(Records from a point labeling set)
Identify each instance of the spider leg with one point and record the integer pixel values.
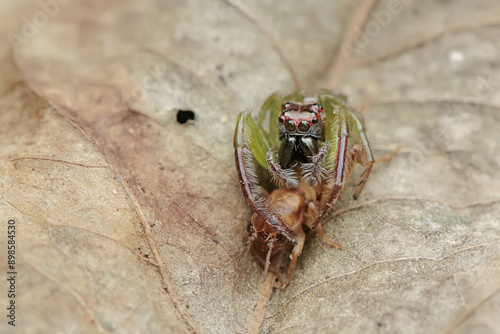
(314, 172)
(247, 148)
(340, 162)
(364, 154)
(280, 175)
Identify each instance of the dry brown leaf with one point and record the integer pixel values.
(129, 222)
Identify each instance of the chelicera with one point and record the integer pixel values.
(292, 173)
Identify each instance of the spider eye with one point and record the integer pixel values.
(304, 126)
(289, 126)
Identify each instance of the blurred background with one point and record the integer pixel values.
(130, 219)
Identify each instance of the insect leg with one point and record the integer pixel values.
(245, 162)
(281, 176)
(297, 250)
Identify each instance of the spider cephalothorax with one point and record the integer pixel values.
(318, 141)
(300, 127)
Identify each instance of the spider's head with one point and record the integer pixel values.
(298, 119)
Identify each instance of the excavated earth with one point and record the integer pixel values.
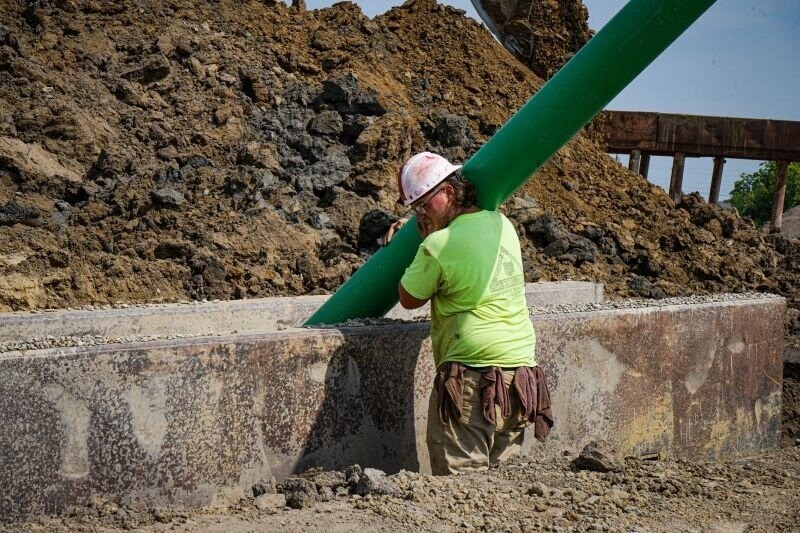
(170, 151)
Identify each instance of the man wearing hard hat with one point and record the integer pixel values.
(488, 387)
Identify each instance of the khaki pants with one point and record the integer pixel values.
(470, 443)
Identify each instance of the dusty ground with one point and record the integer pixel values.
(164, 151)
(528, 494)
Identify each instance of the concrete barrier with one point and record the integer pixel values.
(179, 422)
(230, 317)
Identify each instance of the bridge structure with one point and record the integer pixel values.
(643, 134)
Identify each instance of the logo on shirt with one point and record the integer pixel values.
(508, 276)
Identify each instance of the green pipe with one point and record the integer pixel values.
(570, 99)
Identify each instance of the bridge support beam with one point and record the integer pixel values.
(780, 193)
(676, 181)
(716, 180)
(635, 161)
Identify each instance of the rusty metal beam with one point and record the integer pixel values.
(702, 136)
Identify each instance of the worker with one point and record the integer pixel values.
(487, 387)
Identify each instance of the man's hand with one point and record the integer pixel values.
(394, 228)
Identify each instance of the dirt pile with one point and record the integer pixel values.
(171, 151)
(542, 35)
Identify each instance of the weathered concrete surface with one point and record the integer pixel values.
(686, 381)
(178, 422)
(239, 316)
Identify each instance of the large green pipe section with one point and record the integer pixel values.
(587, 83)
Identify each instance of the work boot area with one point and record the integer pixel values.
(183, 184)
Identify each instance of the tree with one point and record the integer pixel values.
(752, 193)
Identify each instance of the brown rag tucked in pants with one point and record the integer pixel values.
(477, 418)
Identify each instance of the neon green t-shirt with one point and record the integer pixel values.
(472, 272)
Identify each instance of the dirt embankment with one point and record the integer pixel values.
(155, 152)
(168, 151)
(182, 150)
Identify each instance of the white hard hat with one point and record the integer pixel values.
(421, 173)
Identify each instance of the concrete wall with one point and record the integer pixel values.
(177, 422)
(238, 316)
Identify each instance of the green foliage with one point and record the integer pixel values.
(752, 193)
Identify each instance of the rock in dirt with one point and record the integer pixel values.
(270, 501)
(598, 457)
(299, 493)
(374, 481)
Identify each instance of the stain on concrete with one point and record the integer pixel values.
(75, 417)
(148, 413)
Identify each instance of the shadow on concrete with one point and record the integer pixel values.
(367, 416)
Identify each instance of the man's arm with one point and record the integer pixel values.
(408, 301)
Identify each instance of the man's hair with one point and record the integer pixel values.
(466, 195)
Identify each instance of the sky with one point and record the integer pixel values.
(741, 58)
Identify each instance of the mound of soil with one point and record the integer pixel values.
(170, 151)
(166, 151)
(156, 151)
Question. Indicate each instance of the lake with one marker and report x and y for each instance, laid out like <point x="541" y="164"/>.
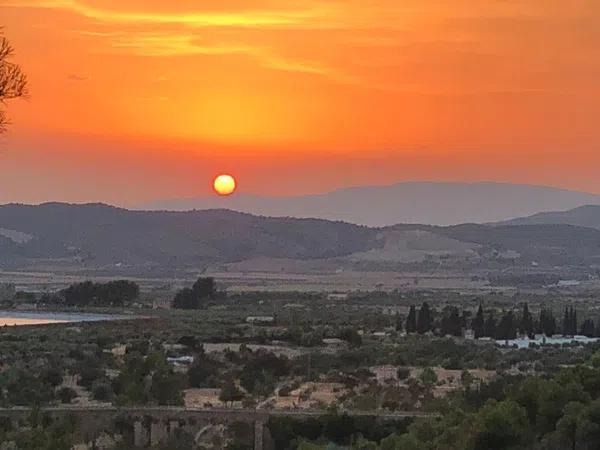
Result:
<point x="17" y="318"/>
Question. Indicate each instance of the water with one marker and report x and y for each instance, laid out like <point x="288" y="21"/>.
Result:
<point x="17" y="318"/>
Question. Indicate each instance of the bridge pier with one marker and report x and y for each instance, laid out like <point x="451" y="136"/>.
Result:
<point x="140" y="435"/>
<point x="259" y="433"/>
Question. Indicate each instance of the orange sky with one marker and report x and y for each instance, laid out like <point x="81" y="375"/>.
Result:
<point x="142" y="99"/>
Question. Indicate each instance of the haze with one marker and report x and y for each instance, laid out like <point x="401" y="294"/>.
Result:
<point x="135" y="101"/>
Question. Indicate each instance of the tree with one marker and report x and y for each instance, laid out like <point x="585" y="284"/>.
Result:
<point x="66" y="395"/>
<point x="500" y="425"/>
<point x="196" y="297"/>
<point x="351" y="336"/>
<point x="507" y="328"/>
<point x="398" y="322"/>
<point x="478" y="323"/>
<point x="428" y="377"/>
<point x="411" y="320"/>
<point x="490" y="326"/>
<point x="13" y="82"/>
<point x="547" y="322"/>
<point x="526" y="324"/>
<point x="451" y="323"/>
<point x="424" y="319"/>
<point x="230" y="392"/>
<point x="587" y="328"/>
<point x="569" y="322"/>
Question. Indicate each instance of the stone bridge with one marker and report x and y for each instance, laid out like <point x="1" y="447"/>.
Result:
<point x="154" y="425"/>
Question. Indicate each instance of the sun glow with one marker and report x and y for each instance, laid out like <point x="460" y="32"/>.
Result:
<point x="224" y="185"/>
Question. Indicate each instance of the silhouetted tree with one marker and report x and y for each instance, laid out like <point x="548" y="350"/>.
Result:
<point x="196" y="297"/>
<point x="569" y="322"/>
<point x="411" y="320"/>
<point x="547" y="322"/>
<point x="13" y="82"/>
<point x="451" y="322"/>
<point x="507" y="327"/>
<point x="478" y="323"/>
<point x="587" y="328"/>
<point x="424" y="319"/>
<point x="490" y="326"/>
<point x="526" y="325"/>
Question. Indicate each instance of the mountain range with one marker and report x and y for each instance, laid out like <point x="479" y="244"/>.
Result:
<point x="412" y="202"/>
<point x="98" y="235"/>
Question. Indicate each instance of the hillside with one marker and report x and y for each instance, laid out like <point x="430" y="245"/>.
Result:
<point x="584" y="216"/>
<point x="97" y="234"/>
<point x="414" y="202"/>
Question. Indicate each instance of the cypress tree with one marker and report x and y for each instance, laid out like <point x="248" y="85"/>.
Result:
<point x="490" y="326"/>
<point x="526" y="325"/>
<point x="478" y="323"/>
<point x="507" y="328"/>
<point x="411" y="320"/>
<point x="424" y="319"/>
<point x="587" y="328"/>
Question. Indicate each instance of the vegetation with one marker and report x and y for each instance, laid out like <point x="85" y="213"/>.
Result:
<point x="13" y="82"/>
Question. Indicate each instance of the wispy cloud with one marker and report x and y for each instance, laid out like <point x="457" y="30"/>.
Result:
<point x="191" y="18"/>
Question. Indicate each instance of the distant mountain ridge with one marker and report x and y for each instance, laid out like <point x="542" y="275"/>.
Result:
<point x="102" y="236"/>
<point x="583" y="216"/>
<point x="411" y="202"/>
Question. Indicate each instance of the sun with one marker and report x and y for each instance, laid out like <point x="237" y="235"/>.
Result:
<point x="224" y="184"/>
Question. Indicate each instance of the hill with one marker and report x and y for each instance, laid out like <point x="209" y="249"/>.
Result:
<point x="414" y="202"/>
<point x="97" y="235"/>
<point x="584" y="216"/>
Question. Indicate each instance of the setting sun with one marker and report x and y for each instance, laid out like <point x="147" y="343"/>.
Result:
<point x="224" y="185"/>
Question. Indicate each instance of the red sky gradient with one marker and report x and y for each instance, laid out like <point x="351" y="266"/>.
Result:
<point x="143" y="99"/>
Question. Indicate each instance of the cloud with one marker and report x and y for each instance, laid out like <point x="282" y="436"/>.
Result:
<point x="255" y="18"/>
<point x="78" y="76"/>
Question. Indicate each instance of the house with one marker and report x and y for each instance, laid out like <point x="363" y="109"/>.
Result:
<point x="260" y="319"/>
<point x="337" y="296"/>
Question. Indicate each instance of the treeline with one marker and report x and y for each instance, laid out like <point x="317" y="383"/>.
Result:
<point x="202" y="292"/>
<point x="558" y="412"/>
<point x="507" y="325"/>
<point x="88" y="293"/>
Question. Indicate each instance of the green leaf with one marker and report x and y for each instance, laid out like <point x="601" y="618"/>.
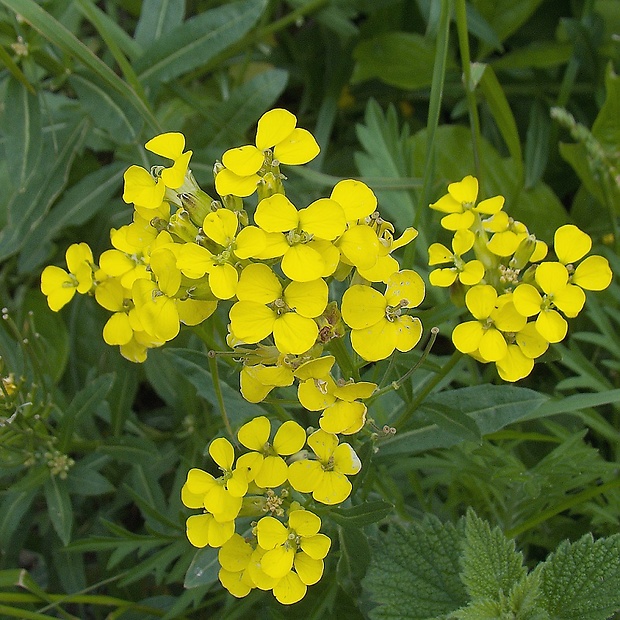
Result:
<point x="59" y="35"/>
<point x="354" y="559"/>
<point x="197" y="41"/>
<point x="203" y="570"/>
<point x="14" y="506"/>
<point x="26" y="209"/>
<point x="77" y="206"/>
<point x="52" y="343"/>
<point x="581" y="580"/>
<point x="491" y="407"/>
<point x="228" y="121"/>
<point x="130" y="449"/>
<point x="194" y="365"/>
<point x="414" y="571"/>
<point x="538" y="208"/>
<point x="83" y="402"/>
<point x="540" y="55"/>
<point x="364" y="514"/>
<point x="107" y="109"/>
<point x="537" y="143"/>
<point x="490" y="563"/>
<point x="157" y="17"/>
<point x="22" y="133"/>
<point x="59" y="507"/>
<point x="500" y="109"/>
<point x="389" y="57"/>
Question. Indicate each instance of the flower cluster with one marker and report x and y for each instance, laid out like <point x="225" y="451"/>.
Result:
<point x="517" y="300"/>
<point x="284" y="550"/>
<point x="302" y="286"/>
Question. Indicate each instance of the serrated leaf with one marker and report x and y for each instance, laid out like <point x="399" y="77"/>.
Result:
<point x="157" y="17"/>
<point x="83" y="402"/>
<point x="203" y="570"/>
<point x="22" y="133"/>
<point x="414" y="571"/>
<point x="364" y="514"/>
<point x="491" y="565"/>
<point x="581" y="580"/>
<point x="59" y="507"/>
<point x="491" y="407"/>
<point x="197" y="41"/>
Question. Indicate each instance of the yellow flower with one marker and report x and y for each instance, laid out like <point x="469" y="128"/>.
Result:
<point x="552" y="278"/>
<point x="460" y="204"/>
<point x="263" y="308"/>
<point x="271" y="469"/>
<point x="325" y="477"/>
<point x="493" y="317"/>
<point x="468" y="273"/>
<point x="302" y="238"/>
<point x="278" y="141"/>
<point x="571" y="245"/>
<point x="378" y="325"/>
<point x="59" y="286"/>
<point x="171" y="145"/>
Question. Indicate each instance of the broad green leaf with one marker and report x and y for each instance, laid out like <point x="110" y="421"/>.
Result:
<point x="537" y="143"/>
<point x="401" y="59"/>
<point x="79" y="204"/>
<point x="540" y="55"/>
<point x="59" y="35"/>
<point x="502" y="114"/>
<point x="83" y="403"/>
<point x="581" y="580"/>
<point x="538" y="208"/>
<point x="354" y="559"/>
<point x="26" y="209"/>
<point x="204" y="568"/>
<point x="453" y="420"/>
<point x="22" y="133"/>
<point x="157" y="17"/>
<point x="197" y="40"/>
<point x="194" y="365"/>
<point x="490" y="564"/>
<point x="491" y="407"/>
<point x="59" y="507"/>
<point x="364" y="514"/>
<point x="414" y="571"/>
<point x="107" y="109"/>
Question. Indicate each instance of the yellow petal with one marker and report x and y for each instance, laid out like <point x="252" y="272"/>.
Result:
<point x="244" y="160"/>
<point x="273" y="127"/>
<point x="571" y="244"/>
<point x="355" y="197"/>
<point x="299" y="147"/>
<point x="294" y="334"/>
<point x="276" y="214"/>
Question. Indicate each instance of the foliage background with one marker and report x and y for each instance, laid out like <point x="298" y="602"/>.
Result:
<point x="388" y="90"/>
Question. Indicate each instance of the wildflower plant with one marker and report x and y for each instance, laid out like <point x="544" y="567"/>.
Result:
<point x="314" y="297"/>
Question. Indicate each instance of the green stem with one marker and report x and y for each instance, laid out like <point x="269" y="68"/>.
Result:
<point x="215" y="375"/>
<point x="472" y="104"/>
<point x="432" y="384"/>
<point x="573" y="501"/>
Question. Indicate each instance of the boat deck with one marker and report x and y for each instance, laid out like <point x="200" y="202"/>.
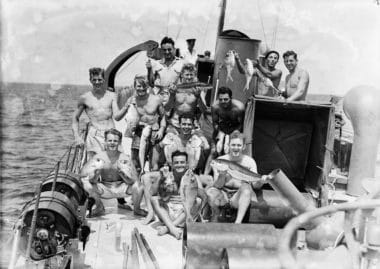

▶ [DIRECTIVE]:
Report every line of the data above that contains the word "background", matching case exactly.

▶ [THE COMPLETED TASK]:
Identify each instance of the blurred background with one point and record the integer pixel values.
Question. Indicate each instance of the foliage background with one marker and report x and y for each instance, laid out like <point x="298" y="602"/>.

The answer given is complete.